CloudSQL logical replication pglogical - ghdrako/doc_snipets GitHub Wiki
Resource
-
https://cloud.google.com/sql/docs/postgres/replication/configure-logical-replication
-
https://cloud.google.com/sql/docs/postgres/replication/configure-replication-from-external
-
https://www.2ndquadrant.com/en/resources-old/pglogical/pglogical-docs/
-
https://wiki.postgresql.org/images/7/7b/Pglogical-tallinn-2016-petr-jelinek.pdf
Setup pglogical https://github.com/2ndQuadrant/pglogical
Terminology:
- Nodes - PostgreSQL database instances
- Providers and Subscribers - roles taken by Nodes
- Replication Set - a collection of tables
Architectural details:
- pglogical works on a per-database level, not whole server level like physical streaming replication
- One Provider may feed multiple Subscribers without incurring additional disk write overhead
- One Subscriber can merge changes from several origins and detect conflict between changes with automatic and configurable conflict resolution (some, but not all aspects required for multi-master).
- Cascading replication is implemented in the form of changeset forwarding.
- Allow connections If the primary instance is a Cloud SQL instance, you can allow access from the replica's outgoing IP address by adding it as an authorized network.
# Get outgoing IP address of a replica instance
gcloud sql instances describe [REPLICA_NAME] --format="default(ipAddresses)"
*-*-*
### Exercise requirements
[A] Check each statement against the pglogical notes above. For each, answer yes or no and quote the deciding words. (i) pglogical replicates a whole server rather than a single database. (ii) One Provider can feed several Subscribers without extra disk write overhead. (iii) Cascading replication takes the form of changeset forwarding.
[B] In the pglogical notes above, what term is used for a collection of tables?
[C] Carry the pglogical notes above forward from their final line, in the same terse note style.
*-*-*
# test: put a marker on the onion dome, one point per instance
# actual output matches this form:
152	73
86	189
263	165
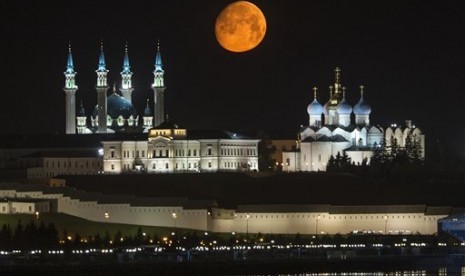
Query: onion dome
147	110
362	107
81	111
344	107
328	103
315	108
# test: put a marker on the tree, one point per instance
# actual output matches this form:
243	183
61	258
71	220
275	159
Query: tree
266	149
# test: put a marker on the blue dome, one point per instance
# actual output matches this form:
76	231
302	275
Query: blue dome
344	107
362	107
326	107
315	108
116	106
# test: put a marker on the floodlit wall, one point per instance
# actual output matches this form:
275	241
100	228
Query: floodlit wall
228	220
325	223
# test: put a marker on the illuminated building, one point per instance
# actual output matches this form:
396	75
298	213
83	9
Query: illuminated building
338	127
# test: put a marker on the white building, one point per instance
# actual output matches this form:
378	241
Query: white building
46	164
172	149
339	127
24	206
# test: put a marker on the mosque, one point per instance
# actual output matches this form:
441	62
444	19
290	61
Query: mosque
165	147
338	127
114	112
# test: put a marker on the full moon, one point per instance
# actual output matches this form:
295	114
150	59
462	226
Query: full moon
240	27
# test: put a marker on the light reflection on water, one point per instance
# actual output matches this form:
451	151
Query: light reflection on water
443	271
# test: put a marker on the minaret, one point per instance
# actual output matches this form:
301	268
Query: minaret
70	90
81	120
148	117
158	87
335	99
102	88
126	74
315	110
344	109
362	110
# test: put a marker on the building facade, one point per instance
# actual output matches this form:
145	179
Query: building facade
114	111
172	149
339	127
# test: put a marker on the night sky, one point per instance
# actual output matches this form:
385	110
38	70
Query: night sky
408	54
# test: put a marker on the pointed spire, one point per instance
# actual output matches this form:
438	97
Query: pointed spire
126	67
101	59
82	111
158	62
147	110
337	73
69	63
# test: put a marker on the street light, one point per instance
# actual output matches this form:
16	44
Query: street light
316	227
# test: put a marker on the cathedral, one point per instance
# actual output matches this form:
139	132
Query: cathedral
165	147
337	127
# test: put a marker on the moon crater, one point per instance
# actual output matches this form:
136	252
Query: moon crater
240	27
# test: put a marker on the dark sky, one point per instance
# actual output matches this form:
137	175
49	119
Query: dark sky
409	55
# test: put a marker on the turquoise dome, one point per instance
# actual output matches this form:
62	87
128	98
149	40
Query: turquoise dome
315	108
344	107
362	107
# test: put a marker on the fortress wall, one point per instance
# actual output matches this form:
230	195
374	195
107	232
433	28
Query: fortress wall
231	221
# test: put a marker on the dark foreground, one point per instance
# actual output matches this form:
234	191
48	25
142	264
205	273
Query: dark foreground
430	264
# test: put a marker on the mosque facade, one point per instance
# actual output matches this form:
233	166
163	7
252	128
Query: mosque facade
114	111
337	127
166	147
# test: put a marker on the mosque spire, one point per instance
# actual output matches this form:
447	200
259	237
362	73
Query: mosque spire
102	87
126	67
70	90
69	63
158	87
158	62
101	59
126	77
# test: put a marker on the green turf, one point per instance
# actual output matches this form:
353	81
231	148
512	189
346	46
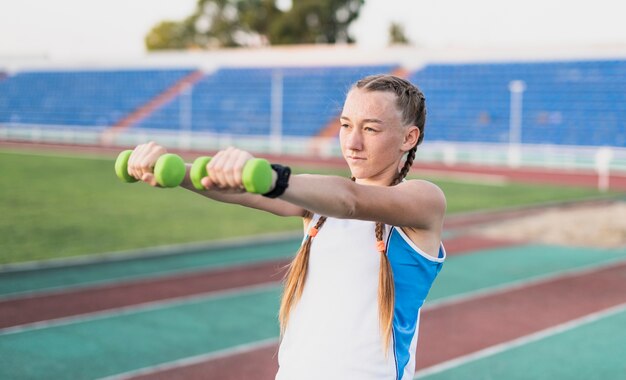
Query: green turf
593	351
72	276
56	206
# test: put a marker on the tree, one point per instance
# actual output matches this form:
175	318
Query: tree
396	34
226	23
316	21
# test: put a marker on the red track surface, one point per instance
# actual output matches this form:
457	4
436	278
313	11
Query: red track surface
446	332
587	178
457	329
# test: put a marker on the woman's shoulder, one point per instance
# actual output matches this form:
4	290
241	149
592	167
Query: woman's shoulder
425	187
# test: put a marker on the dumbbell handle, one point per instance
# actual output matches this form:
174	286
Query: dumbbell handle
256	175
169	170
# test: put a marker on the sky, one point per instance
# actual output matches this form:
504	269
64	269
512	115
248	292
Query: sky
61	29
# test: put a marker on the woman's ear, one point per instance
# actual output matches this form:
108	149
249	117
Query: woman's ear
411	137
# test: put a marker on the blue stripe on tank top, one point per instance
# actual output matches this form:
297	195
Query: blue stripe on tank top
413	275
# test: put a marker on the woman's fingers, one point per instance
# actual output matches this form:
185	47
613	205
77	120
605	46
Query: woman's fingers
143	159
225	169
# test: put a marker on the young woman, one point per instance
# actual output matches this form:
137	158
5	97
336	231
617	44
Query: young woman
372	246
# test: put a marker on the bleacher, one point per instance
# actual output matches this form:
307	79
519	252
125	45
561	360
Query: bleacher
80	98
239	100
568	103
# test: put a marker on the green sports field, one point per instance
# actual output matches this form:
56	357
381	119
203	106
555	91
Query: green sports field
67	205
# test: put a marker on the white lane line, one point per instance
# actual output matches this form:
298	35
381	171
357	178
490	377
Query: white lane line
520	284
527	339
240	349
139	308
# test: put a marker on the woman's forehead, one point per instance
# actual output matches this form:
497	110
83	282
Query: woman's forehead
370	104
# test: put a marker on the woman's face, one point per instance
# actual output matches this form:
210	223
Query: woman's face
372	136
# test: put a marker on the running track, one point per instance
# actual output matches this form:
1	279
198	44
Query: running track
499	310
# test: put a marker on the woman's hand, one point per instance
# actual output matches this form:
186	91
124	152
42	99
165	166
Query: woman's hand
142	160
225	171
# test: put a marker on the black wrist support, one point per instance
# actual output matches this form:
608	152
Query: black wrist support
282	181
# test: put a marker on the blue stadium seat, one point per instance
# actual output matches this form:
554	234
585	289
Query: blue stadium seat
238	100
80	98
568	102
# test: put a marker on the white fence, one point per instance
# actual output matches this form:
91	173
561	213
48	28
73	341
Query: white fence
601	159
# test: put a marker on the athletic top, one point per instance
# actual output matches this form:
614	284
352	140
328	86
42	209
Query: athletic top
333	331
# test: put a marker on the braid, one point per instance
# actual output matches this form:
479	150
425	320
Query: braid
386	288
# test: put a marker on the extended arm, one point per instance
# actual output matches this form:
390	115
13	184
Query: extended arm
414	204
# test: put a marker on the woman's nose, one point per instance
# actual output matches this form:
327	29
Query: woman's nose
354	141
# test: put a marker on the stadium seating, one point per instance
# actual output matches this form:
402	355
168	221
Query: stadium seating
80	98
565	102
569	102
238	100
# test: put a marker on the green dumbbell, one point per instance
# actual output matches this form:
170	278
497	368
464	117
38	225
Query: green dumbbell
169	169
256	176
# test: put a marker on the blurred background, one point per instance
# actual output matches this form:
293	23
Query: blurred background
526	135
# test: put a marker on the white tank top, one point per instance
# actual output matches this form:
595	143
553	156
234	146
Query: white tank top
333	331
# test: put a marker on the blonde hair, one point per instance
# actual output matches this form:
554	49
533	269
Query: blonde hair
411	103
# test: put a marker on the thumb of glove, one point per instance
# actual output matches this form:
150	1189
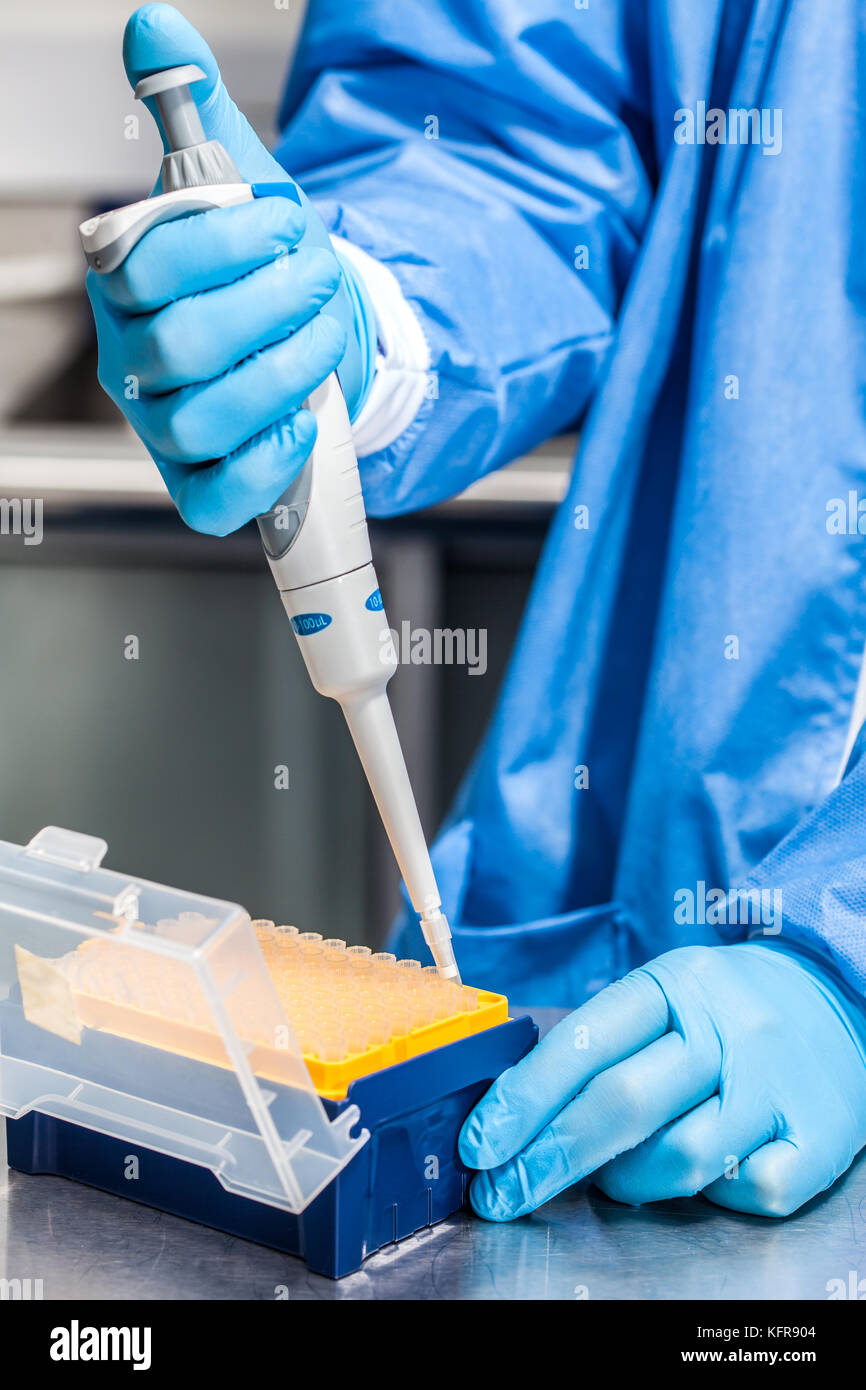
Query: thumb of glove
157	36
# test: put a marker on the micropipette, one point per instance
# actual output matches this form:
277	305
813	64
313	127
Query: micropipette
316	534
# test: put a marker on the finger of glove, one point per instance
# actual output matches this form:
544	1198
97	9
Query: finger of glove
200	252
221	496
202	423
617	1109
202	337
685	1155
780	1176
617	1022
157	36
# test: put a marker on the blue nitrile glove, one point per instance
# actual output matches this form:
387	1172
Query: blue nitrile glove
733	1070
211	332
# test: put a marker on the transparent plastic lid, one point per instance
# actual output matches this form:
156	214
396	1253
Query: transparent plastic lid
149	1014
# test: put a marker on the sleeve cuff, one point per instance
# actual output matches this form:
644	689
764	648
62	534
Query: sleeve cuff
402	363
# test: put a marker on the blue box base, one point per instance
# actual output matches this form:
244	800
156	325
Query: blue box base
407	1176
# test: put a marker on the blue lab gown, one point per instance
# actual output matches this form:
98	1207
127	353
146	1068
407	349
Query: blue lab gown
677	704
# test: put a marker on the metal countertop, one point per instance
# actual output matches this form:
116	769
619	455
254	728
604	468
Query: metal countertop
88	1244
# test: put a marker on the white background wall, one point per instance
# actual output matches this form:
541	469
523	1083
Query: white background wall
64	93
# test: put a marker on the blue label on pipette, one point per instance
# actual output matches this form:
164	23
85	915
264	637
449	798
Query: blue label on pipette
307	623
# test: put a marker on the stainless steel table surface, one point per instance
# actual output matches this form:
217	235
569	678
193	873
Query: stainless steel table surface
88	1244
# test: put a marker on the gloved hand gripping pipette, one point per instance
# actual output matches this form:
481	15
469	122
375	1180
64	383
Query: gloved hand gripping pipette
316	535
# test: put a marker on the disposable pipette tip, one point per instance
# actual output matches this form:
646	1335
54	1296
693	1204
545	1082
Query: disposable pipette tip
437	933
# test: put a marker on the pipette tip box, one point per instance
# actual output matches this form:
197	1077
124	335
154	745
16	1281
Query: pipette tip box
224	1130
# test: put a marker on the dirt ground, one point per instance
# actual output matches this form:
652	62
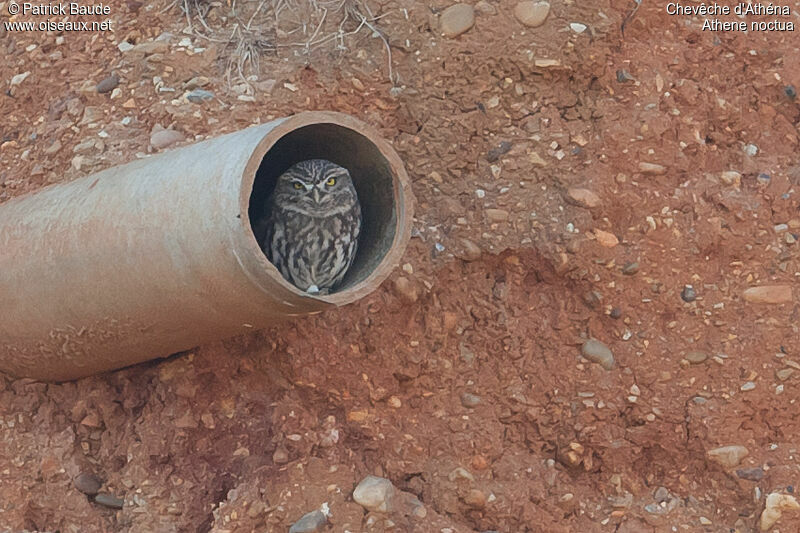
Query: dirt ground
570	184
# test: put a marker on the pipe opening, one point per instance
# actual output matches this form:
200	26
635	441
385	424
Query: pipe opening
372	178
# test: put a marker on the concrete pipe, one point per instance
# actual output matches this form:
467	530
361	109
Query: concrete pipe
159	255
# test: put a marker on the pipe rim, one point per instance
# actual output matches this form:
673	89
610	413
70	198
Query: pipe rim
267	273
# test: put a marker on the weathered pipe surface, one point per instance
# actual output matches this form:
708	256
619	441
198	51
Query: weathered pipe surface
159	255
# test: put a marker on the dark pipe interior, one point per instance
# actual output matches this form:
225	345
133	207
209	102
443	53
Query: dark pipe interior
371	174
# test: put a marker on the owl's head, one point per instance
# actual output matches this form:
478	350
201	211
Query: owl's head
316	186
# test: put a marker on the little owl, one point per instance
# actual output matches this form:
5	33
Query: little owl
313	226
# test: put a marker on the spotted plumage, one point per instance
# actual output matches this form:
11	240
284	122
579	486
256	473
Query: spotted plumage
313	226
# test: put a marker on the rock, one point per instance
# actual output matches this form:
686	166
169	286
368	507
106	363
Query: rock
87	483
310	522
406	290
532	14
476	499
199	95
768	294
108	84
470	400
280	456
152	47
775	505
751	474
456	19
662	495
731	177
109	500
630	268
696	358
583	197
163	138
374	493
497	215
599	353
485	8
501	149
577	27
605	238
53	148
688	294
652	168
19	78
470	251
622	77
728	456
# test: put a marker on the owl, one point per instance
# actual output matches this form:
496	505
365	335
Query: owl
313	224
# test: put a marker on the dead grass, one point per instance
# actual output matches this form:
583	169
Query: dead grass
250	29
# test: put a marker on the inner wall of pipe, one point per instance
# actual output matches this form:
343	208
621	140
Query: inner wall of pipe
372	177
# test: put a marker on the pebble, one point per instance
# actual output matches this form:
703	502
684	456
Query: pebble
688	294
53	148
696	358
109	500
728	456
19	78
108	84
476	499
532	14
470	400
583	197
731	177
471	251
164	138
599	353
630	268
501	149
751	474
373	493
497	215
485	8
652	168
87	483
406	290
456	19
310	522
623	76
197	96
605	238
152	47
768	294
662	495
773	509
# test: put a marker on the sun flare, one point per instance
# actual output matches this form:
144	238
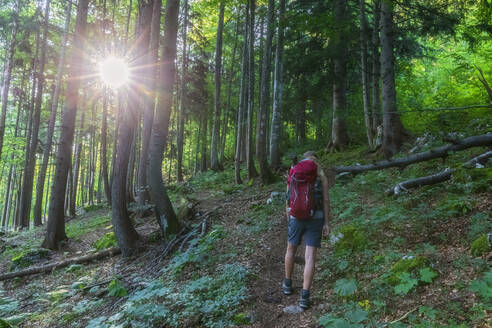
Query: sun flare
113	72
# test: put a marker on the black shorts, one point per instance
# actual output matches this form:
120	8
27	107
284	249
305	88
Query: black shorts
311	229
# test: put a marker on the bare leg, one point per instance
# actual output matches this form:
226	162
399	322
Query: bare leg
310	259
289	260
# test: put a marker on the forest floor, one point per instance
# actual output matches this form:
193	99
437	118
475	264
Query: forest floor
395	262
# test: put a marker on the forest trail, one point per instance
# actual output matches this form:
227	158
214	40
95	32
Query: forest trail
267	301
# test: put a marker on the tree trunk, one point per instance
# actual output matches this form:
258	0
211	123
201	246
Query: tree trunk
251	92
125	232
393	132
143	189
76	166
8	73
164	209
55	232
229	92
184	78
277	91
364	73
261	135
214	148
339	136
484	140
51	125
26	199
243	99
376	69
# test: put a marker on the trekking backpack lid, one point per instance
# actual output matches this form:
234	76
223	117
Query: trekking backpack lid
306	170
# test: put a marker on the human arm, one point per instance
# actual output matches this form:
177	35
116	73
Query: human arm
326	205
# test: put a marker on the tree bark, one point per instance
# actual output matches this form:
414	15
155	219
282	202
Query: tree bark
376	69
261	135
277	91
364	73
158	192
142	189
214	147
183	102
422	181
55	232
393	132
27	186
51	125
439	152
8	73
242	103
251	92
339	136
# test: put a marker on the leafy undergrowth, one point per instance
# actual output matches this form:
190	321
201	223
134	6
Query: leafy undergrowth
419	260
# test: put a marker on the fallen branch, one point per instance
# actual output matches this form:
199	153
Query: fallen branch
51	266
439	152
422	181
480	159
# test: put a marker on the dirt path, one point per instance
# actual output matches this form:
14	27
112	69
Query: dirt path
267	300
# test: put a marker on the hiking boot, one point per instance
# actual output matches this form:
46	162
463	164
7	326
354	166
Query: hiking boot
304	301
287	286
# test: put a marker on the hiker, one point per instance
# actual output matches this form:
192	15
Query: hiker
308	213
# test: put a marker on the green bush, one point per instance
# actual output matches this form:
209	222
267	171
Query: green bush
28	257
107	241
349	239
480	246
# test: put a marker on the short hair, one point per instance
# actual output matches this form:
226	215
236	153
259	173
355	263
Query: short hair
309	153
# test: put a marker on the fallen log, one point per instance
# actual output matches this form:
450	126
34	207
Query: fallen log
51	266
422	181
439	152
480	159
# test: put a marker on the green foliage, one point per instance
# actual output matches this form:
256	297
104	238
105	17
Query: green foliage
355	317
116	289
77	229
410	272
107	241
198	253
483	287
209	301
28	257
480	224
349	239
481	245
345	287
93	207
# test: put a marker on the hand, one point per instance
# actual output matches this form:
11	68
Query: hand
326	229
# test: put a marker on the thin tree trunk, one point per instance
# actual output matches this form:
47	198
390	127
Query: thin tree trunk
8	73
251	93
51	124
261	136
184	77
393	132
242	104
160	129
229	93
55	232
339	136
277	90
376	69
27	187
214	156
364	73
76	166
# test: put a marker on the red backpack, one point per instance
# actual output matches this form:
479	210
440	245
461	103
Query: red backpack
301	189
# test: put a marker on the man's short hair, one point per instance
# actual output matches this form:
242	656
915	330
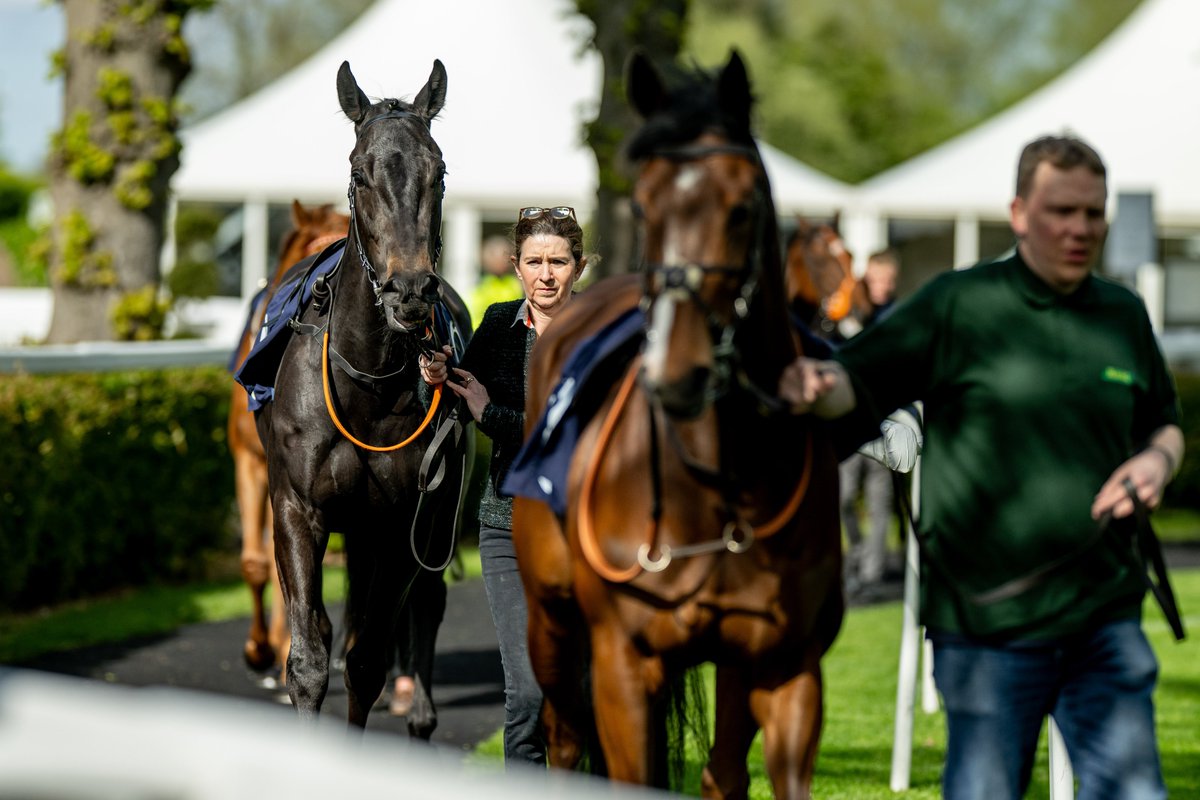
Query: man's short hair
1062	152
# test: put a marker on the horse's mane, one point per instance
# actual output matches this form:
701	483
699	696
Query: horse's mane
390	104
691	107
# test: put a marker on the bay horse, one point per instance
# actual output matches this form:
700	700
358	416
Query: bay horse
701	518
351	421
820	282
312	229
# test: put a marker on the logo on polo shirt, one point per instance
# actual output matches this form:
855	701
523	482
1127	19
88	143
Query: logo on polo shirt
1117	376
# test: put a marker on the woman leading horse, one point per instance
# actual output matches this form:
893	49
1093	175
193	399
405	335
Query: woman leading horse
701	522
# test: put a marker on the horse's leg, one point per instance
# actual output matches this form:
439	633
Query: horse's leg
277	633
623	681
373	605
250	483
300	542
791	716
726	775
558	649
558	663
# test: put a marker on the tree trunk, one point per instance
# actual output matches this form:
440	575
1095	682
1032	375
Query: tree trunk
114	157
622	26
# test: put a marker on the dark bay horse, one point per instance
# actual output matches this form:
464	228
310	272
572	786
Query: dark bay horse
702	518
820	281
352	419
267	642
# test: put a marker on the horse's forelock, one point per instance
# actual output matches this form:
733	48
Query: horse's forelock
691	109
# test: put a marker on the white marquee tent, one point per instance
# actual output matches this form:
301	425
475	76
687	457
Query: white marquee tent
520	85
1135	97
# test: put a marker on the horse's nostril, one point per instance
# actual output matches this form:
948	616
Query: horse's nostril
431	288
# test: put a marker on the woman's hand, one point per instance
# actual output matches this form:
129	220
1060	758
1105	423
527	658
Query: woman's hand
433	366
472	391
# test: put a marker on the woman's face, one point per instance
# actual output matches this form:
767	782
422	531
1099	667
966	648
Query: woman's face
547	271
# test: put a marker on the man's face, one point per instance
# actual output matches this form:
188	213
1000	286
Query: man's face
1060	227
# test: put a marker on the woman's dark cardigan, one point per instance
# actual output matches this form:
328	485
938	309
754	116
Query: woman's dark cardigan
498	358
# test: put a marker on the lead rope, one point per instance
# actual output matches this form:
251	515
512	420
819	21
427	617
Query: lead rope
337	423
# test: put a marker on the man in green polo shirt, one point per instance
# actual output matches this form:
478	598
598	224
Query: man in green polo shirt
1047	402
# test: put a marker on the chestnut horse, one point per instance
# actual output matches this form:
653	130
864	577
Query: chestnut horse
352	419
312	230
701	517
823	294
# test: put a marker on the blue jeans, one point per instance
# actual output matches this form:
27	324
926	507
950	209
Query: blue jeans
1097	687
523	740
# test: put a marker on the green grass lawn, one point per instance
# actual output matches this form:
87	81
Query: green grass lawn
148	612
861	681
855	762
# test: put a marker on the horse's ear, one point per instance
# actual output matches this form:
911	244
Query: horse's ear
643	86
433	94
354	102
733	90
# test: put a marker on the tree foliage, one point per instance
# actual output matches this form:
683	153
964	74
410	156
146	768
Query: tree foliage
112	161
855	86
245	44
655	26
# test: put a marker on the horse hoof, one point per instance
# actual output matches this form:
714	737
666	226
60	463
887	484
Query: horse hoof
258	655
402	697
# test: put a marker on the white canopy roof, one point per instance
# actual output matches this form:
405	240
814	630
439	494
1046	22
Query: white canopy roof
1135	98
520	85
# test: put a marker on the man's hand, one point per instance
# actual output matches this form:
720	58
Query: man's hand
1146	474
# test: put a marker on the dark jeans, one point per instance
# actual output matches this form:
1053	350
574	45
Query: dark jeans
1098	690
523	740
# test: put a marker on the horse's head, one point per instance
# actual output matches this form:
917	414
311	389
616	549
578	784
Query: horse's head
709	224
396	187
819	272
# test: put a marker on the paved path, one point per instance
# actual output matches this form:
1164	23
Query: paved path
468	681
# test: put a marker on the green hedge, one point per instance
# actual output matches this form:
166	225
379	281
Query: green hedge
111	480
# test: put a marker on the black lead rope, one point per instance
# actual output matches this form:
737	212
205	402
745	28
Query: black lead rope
*-*-*
### Solved problems
[A]
(i) No: "pglogical works on a per-database level, not whole server level like physical streaming replication"
(ii) Yes: "One Provider may feed multiple Subscribers without incurring additional disk write overhead"
(iii) Yes: "Cascading replication is implemented in the form of changeset forwarding."

[B] A Replication Set.

[C]
- Create a replication user on both side
CREATE USER replication_user WITH REPLICATION
IN ROLE cloudsqlsuperuser LOGIN PASSWORD 'secret';
# for existing user
ALTER USER existing_user WITH REPLICATION;
- Set up logical replication with pglogical
- Primary instance
cloudsql.logical_decoding=on
cloudsql.enable_pglogical=on
- Logical replica
cloudsql.enable_pglogical=on
- Install the pglogical extension On both side using replication_user
CREATE EXTENSION pglogical;
source-instance$ SELECT pglogical.create_node(
node_name := 'primary',
dsn := 'host=<primary-ip> port=5432 dbname=postgres user=replication_user password=secret'
);
dest-instance$ SELECT pglogical.create_node(
node_name := 'replica',
dsn := 'host=<replica-ip> port=5432 dbname=postgres user=replication_user password=secret'
);
- Create a table with data to replicate
CREATE TABLE replica_test (id SERIAL PRIMARY KEY, data text);
INSERT INTO replica_test (data) VALUES ('apple'), ('banana'), ('cherry');
The table must also be created on the replica instance.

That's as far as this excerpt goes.